__WHAT THE TASK ASKS__.
Please change every "electricity pylon" in the entries below to "transmission tower" and leave everything else untouched.

__RECORD LIST__.

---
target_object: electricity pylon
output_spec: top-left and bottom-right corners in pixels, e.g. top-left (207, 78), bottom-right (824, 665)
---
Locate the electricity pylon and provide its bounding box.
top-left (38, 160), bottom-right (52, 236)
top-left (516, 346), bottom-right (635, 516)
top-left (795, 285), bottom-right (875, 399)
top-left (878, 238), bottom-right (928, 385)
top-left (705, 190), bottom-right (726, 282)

__COMPLETE OUTPUT__.
---
target_object: transmission tower
output_spec: top-left and bottom-right corners in pixels, e.g. top-left (207, 78), bottom-right (824, 665)
---
Locate the transmission tower and provide its bounding box.
top-left (38, 160), bottom-right (52, 236)
top-left (516, 346), bottom-right (635, 516)
top-left (795, 285), bottom-right (875, 399)
top-left (878, 238), bottom-right (928, 385)
top-left (705, 190), bottom-right (726, 282)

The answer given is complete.